=== Selected extract ===
#####

I actually believe his ideological change since he has moved to the left gradually over the course of 10 years and is endorsed by Gwen Graham. He was a moderate Republican appalled by Trump and his rhetoric on Muslims at first.
Meanwhile, Georgia's Geoff Duncan called himself a conservative Reagan Republican as late as the 2024 presidential election and was talking about retaking the control of his party.
I don't know, there's a tradeoff there. How much someone who wants to be governor value the democratic nomination for governor of states like Wyoming or Idaho? Sure, their only chance of winning is to have a nomination, but at a certain point the benefit is low enough to not be worth it.
Florida is at least ostensibly winnable, even if I think it's a harder hill to climb than many others think. I think the republican advantage in Florida is high enough that I would not consider a democratic party switch to have an easier chance of a nomination to be a strong consideration for a serious politician.
When it was first reported that David Jolly was running in the gubernatorial race, I had thought he would be another Charlie Crist who like Jolly became a Democrat after originally being a long-time Republican (Crist for a brief time was an Independent).
He might be able to be a much different candidate than we'd expect. Remains to be seen.
I will give David Jolly credit for one thing when he served in the House - He actually tried to reform campaign finance laws as a result of being outraged in what he saw in members of Congress spending a lot of time every day on the phone raising money for donors. As a result of Jolly's efforts, almost no Democrat or Republican in the House signed on.
Jolly would have worked well with Russ Feingold and John McCain if they were both still in the Senate at the time.
As far as the gubernatorial race, I am being cautious about the direction it could go in this early but clearly it seems Jolly has fire in his belly.
Since someone asked about the NC race, I wanted to ask about the CA-11 race too, the district currently held by Pelosi.
I'm curious about the Chakrabarti vs. Chan vs. Wiener primary. I haven't seen much reporting on it here, but there seems to be significant social media and betting hype (note: I don't support betting), especially given that the district sits at the heart of Silicon Valley.
My concern is the possibilty of Chakrabarti and Chan splitting the left vote and allowing Wiener (the relative moderate) to win.
That being said, San Francisco has swung right in recent years (the DA recall, the school board recall, Gordon Mar and Dean Preston losing their primaries, Joel Engardio's recall for supporting a park being constructed on a highway, Daniel Lurie being a bit of a centrist, etc.) so Wiener was probably favored anyway. (Although Connie Chan survived re-election and Jackie Fielder and Chyanne Chen won their races so I don't know.)
I have no doubt that you knew that, I was just pointing it out to any potential uninitiated readers who might get the impression that Wiener was a centrist.
Should be noted that Jackie Fielder is in favor of the new Marina housing development above Safeway, which Mayor Daniel Lurie and District 2 Supervisor Stephen Sherrell (who was appointed to the seat by former Mayor London Breed before she left office).

#####

=== Task description ===
Use the discussion of the Florida and California races to answer these questions:
(a) What affiliation did Charlie Crist briefly hold?
(b) What kind of laws did David Jolly try to reform while serving in the House?
(c) Which three candidates are named in the CA-11 primary?
The data below has no connection to the text above.

#####

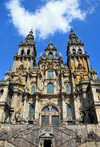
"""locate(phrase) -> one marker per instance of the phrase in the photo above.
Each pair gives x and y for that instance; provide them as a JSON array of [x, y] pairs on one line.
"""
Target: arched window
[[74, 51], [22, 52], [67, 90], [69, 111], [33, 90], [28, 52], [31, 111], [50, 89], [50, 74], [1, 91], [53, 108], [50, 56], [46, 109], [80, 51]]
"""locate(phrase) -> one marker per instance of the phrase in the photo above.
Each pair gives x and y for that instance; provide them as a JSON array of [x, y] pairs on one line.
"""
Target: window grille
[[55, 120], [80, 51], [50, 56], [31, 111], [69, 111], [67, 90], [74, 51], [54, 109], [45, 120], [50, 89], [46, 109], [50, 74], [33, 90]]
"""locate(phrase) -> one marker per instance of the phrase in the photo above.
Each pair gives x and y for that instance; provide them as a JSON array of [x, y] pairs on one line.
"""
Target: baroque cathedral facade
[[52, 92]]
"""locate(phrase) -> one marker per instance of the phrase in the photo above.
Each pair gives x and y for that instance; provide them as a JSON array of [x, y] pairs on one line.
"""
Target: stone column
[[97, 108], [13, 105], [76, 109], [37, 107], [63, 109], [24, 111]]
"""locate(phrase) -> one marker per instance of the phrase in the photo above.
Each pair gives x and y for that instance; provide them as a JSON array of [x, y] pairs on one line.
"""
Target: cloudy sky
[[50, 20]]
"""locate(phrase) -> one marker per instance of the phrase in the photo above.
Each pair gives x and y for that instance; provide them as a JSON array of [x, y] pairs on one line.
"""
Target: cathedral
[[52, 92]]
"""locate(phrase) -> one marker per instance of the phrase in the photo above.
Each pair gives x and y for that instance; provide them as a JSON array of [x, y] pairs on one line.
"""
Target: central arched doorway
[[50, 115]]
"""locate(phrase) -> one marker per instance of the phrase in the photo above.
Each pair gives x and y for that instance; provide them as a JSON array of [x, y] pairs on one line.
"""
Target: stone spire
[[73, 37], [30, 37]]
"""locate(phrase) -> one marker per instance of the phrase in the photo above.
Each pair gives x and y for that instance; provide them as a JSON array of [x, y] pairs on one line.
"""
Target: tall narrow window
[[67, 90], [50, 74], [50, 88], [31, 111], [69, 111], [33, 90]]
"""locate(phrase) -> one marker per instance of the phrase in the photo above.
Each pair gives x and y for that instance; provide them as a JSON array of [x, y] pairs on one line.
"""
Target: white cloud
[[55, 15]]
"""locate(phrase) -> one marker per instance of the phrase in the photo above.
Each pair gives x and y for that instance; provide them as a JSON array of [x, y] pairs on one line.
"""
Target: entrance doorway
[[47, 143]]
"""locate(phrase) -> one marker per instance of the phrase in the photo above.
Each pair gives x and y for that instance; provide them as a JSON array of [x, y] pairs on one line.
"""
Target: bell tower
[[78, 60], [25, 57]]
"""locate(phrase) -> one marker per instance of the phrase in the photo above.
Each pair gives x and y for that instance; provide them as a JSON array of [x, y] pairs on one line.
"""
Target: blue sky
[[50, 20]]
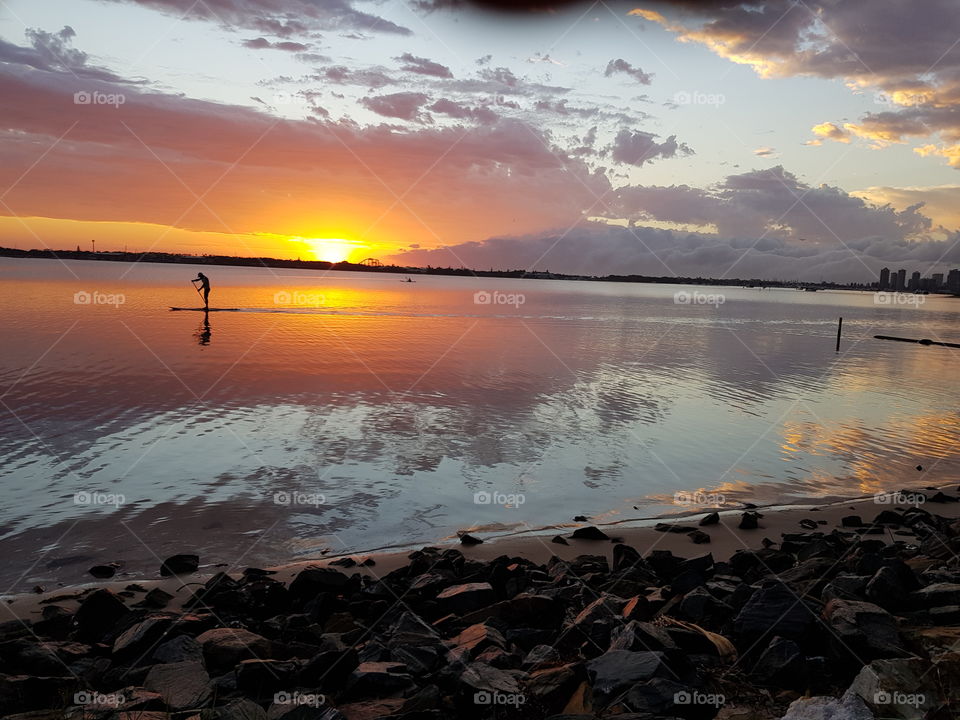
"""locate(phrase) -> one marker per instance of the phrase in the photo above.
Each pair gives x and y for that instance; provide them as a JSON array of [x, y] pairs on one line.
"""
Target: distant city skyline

#####

=== Exercise result ===
(a) Independent.
(b) Campaign finance laws.
(c) Chakrabarti, Chan, and Wiener.